• [Zapisane dane]
--------
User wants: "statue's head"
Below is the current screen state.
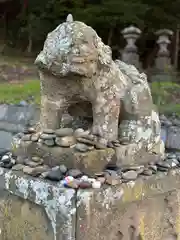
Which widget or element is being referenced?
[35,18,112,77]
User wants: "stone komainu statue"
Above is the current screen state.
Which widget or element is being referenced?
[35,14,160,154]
--------
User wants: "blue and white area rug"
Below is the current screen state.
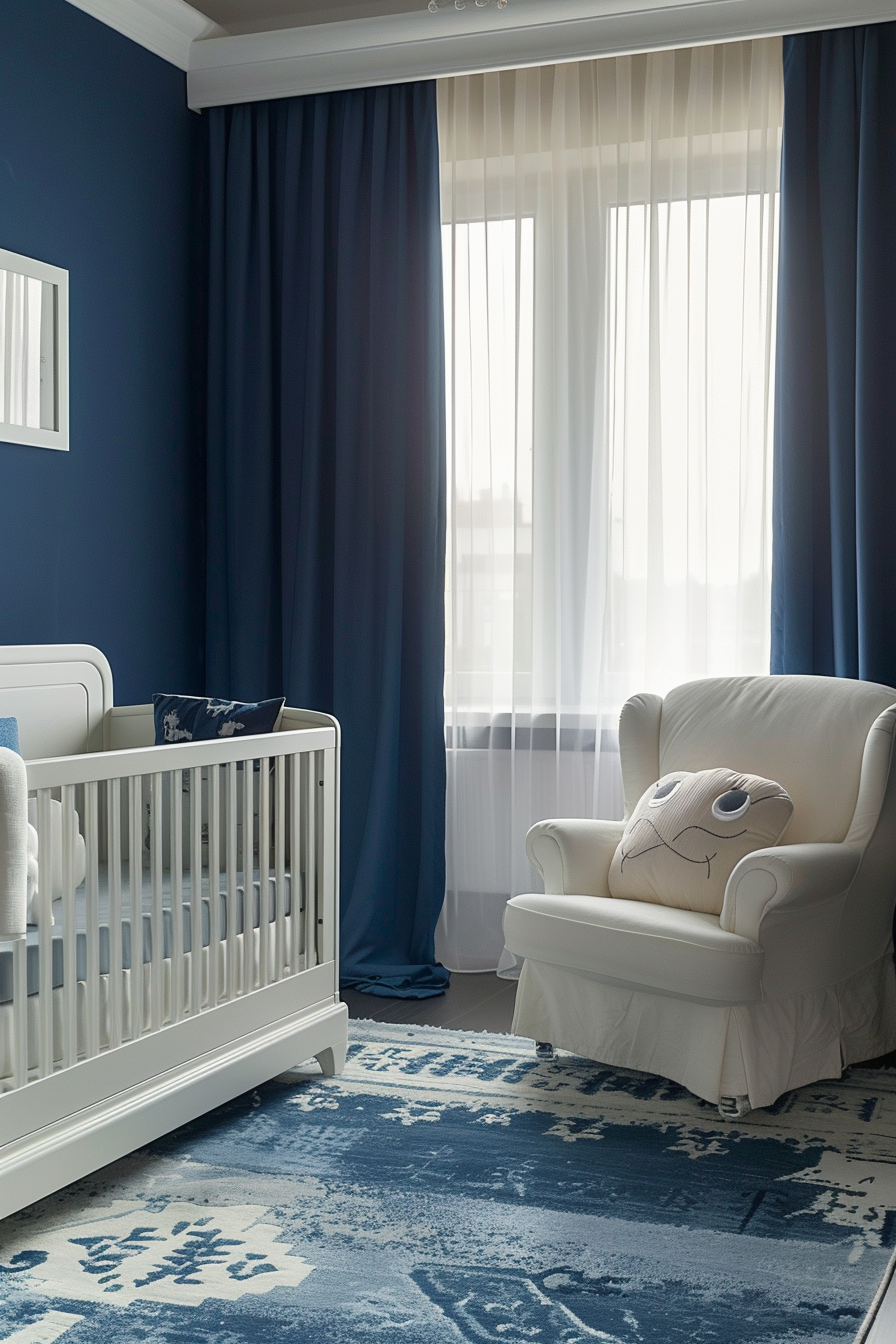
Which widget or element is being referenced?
--------
• [Polecenie]
Pokaż każdy wiersz powyższych danych, w którym występuje słowo „User”. Wielkość liter ma znaczenie.

• [Odpowiedź do zadania]
User wants: "statue's head"
User wants: "stone komainu statue"
User wants: "blue and white area rug"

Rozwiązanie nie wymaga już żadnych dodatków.